#### WORK TO BE COMPLETED
Look through the material for lines with the word "green", and copy each one.

+++

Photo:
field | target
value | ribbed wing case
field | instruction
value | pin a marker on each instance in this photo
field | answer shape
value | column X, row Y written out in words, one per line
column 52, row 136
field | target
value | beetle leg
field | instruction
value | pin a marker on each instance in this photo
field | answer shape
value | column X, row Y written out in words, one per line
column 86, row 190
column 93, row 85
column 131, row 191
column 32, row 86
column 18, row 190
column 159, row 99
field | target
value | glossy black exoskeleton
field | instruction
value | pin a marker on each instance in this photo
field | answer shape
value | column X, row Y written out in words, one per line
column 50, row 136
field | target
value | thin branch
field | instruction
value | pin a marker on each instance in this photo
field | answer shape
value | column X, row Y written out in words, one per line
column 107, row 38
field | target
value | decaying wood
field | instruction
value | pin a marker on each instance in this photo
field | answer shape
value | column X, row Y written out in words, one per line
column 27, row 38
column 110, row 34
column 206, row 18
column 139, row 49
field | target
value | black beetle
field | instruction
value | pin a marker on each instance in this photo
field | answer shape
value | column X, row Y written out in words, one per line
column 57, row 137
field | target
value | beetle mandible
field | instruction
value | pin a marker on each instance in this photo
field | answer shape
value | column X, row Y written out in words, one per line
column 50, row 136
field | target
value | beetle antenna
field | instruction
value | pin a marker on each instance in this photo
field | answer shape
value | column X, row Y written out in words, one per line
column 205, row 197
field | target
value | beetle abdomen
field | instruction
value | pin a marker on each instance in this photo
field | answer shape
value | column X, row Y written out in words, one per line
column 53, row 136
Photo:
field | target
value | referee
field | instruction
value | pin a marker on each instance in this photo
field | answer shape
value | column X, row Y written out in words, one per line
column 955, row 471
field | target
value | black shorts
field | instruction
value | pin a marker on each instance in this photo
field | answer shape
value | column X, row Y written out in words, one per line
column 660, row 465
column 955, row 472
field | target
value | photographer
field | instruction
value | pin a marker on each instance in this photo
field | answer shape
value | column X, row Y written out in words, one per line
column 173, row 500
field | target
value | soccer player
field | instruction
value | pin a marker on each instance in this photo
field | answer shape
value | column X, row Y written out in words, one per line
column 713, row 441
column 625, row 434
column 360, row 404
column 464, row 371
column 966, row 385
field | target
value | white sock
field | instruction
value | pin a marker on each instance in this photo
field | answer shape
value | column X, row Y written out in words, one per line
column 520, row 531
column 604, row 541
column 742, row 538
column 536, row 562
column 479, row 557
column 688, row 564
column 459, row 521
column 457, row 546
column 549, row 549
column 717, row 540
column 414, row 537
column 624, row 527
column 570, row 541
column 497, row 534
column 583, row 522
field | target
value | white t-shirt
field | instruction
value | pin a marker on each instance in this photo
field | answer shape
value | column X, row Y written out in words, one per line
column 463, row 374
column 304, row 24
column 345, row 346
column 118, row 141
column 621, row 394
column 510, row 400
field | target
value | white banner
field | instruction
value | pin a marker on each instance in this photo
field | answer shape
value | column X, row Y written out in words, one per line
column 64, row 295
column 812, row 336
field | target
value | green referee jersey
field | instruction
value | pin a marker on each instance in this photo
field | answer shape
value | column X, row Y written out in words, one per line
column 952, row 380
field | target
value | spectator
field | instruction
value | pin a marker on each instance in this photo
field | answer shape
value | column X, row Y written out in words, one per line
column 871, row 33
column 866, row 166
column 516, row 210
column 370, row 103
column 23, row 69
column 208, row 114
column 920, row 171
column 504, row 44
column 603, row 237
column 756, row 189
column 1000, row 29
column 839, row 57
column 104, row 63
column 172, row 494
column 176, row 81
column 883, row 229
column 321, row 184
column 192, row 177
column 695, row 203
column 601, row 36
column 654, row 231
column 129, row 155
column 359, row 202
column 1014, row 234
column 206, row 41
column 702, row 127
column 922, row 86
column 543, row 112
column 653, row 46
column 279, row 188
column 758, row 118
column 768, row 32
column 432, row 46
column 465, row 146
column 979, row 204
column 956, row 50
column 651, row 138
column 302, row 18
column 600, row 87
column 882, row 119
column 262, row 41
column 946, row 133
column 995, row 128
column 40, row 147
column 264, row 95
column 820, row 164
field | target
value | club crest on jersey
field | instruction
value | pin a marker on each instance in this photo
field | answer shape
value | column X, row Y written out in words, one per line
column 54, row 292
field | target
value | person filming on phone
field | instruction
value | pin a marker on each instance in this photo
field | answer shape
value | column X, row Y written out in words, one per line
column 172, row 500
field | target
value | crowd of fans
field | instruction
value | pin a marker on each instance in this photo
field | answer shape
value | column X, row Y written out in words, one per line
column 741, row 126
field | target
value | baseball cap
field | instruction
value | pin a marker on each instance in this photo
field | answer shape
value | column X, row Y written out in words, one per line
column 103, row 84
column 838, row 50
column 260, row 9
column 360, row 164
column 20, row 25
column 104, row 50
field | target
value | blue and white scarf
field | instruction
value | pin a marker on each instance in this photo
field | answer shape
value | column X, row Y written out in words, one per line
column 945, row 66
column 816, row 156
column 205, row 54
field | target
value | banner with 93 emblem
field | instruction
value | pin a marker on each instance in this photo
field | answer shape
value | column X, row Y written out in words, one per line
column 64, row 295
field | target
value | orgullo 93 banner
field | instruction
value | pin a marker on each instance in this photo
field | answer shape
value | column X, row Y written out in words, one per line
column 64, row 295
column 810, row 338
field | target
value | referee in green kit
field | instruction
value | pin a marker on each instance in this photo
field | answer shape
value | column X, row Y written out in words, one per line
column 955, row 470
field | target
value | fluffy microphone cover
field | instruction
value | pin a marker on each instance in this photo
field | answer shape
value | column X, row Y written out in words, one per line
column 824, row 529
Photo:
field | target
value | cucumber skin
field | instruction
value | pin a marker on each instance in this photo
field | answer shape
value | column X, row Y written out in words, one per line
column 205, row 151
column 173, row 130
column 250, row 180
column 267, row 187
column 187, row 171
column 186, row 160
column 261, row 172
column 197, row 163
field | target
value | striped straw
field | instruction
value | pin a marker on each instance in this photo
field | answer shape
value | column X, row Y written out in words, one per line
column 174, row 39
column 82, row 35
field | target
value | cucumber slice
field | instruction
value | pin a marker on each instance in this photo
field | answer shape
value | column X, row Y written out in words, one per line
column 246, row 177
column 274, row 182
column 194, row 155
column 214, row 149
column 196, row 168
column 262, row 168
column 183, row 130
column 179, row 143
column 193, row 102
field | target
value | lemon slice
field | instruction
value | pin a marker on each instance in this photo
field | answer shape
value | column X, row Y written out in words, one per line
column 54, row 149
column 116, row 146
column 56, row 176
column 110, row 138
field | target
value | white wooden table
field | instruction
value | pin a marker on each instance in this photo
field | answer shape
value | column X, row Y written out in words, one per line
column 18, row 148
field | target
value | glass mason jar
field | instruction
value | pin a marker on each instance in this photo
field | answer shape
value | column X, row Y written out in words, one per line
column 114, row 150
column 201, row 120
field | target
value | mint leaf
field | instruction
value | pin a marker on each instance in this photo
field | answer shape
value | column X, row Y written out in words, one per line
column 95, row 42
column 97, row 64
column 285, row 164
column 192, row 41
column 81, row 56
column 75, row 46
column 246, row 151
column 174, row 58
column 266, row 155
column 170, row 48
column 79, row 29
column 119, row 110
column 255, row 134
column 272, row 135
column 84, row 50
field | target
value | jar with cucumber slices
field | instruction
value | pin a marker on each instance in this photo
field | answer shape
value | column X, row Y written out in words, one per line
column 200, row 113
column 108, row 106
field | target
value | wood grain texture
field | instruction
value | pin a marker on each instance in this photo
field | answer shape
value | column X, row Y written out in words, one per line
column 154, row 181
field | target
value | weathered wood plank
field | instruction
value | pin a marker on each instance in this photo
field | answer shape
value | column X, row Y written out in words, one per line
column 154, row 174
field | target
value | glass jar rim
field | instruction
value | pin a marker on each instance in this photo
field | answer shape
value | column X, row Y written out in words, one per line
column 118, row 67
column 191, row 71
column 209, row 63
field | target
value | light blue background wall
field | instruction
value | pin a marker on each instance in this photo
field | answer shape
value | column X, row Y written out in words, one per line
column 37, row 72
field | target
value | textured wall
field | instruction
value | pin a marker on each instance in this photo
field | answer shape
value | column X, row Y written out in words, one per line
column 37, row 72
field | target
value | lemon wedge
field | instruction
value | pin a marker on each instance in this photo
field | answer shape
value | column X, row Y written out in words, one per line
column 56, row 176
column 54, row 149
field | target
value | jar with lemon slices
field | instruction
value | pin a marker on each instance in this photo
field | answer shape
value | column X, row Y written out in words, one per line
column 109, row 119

+++

#### ANSWER FOR THE TASK
value | green referee jersey
value | referee in green kit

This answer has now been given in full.